PÁGINA:
--------------------------------------------------
Ernani Sátyro como operador do direito

22 de março de 2022 Off Por funes

Ernani Sátyro como operador do direito por Flávio Sátiro Fernandes

 

Texto extraído da coluna Funes do Jornal a União publicado na data  de 16/04/2021 .

 

Ernani Sátyro, que, desde menino, sempre acompanhava o pai, quer nas reuniões políticas, quer nos encontros sociais, quer, ainda, nas audiências que se realizavam no foro local, foi sedimentando em seu espírito os diferentes caminhos que iria trilhar, na política, na advocacia, na literatura.

O encaminhamento de Ernani Sátyro para os estudos jurídicos deu-se, naturalmente, ao influxo das atividades forenses do velho Miguel Sátyro, seu pai e chefe político das Espinharas, que preferia ao trabuco e ao rebenque os instrumentos legais com que defendia os seus correligionários, nas causas cíveis e criminais em que ele próprio interferia como dedicado solicitador, postulando em favor das causas legítimas. Dá Ernani Sátyro um depoimento de como, na fase em que ele e seu irmão Clóvis Sátyro, em momentos diferentes, começaram a advogar, ainda não formados, eram orientados por Miguel Sátyro: “Pegando os autos e nos fazendo ler depoimento por depoimento, perícia por perícia, parecer por parecer, sentença por sentença”. Tendo ingressado na Faculdade de Direito e vindo a Patos em férias, Ernani Sátyro foi surpreendido com a seguinte determinação de seu pai: “Vai haver júri depois de amanhã e você vai defender o réu Bate-Sola”. O futuro Bacharel quase cai para trás, exclamando: “como é que eu vou defender um réu, se nunca vi um processo na minha vida”.

Voltando ao Congresso Nacional, outras oportunidades surgiram para demonstração de sua capacidade jurídica

  Mas o velho Miguel Sátyro não aceitou o motivo para a recusa, afirmando: “Não tem importância. Faça uma introdução literária, uma peroração bem bonita, como você sabe fazer. E o processo, eu vou ensinar como é que se lida com ele”. E por seguir as orientações do experiente rábula, o acadêmico Ernani Sátyro obteve sua primeira vitória como advogado, conseguindo a absolvição de “Bate-Sola”.

Em 1933, Ernani Sátyro colou grau na Faculdade de Direito do Recife, o antigo e tradicional estabelecimento, que durante muitos anos foi a grande “Meca” do ensino jurídico no Nordeste. Faziam parte daquela turma vários paraibanos, dentre os quais, Napoleão Nóbrega, Ascendino Nóbrega, Mário Pessoa e outros mais. Logo após concluir o curso jurídico, Ernani Sátyro voltou à terra natal, disposto a dedicar-se à advocacia, à prática forense. Mas, nele, o exercício da advocacia seria marcado por intermitências, ditadas pela atividade política.
--------------------------------------------------
OBJETIVOS:
A. De acordo com o texto sobre Ernani Sátyro, por que o exercício da advocacia por ele foi marcado por intermitências? Responda em uma a três frases.
B. Apresente em forma de tabela Markdown, com as colunas Nº e Linha, tudo o que vai da linha dos registros que contém "The airplane appears" até o fim dos registros, com as duas extremidades incluídas. Omita as linhas em branco e deixe as imagens de fora da resposta.
Os registros não têm relação com o texto sobre Ernani Sátyro.

REGISTROS FORNECIDOS:
--------------------------------------------------
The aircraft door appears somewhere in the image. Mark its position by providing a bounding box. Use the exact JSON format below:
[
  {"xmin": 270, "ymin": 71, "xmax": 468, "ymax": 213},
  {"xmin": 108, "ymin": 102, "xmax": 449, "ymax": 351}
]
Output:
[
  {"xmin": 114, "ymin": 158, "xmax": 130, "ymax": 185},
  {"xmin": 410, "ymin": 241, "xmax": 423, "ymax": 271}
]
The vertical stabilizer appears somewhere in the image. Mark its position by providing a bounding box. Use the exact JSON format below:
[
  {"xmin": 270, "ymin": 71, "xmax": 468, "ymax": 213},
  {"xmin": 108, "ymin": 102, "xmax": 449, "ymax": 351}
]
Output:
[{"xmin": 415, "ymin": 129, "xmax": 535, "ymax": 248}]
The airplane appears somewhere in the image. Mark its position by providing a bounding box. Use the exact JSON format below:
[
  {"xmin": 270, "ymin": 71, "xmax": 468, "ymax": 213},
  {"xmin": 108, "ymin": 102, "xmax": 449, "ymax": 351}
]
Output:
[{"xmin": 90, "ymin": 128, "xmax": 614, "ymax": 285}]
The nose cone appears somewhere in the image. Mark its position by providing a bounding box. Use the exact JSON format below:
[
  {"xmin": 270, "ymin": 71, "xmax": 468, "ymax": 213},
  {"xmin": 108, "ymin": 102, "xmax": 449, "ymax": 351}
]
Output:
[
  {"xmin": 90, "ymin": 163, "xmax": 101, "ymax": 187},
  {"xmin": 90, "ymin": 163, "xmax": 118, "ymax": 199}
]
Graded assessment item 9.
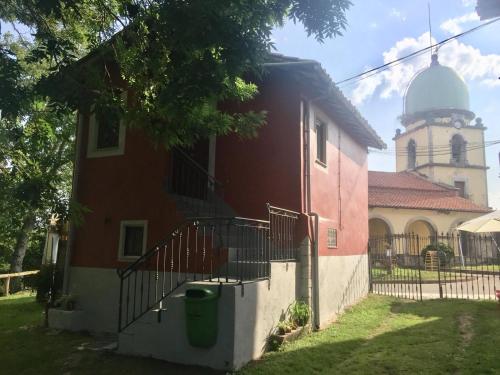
--------------------------------------------------
RESOLUÇÕES COMENTADAS:
A. Porque essas interrupções eram ditadas pela atividade política. Logo após colar grau em 1933, ele voltou à terra natal disposto a dedicar-se à advocacia, mas a política impôs pausas a essa prática.

B.
| Nº | Linha |
|---|---|
| 1 | The airplane appears somewhere in the image. Mark its position by providing a bounding box. Use the exact JSON format below: |
| 2 | [ |
| 3 |   {"xmin": 270, "ymin": 71, "xmax": 468, "ymax": 213}, |
| 4 |   {"xmin": 108, "ymin": 102, "xmax": 449, "ymax": 351} |
| 5 | ] |
| 6 | Output: |
| 7 | [{"xmin": 90, "ymin": 128, "xmax": 614, "ymax": 285}] |
| 8 | The nose cone appears somewhere in the image. Mark its position by providing a bounding box. Use the exact JSON format below: |
| 9 | [ |
| 10 |   {"xmin": 270, "ymin": 71, "xmax": 468, "ymax": 213}, |
| 11 |   {"xmin": 108, "ymin": 102, "xmax": 449, "ymax": 351} |
| 12 | ] |
| 13 | Output: |
| 14 | [ |
| 15 |   {"xmin": 90, "ymin": 163, "xmax": 101, "ymax": 187}, |
| 16 |   {"xmin": 90, "ymin": 163, "xmax": 118, "ymax": 199} |
| 17 | ] |
| 18 | Graded assessment item 9. |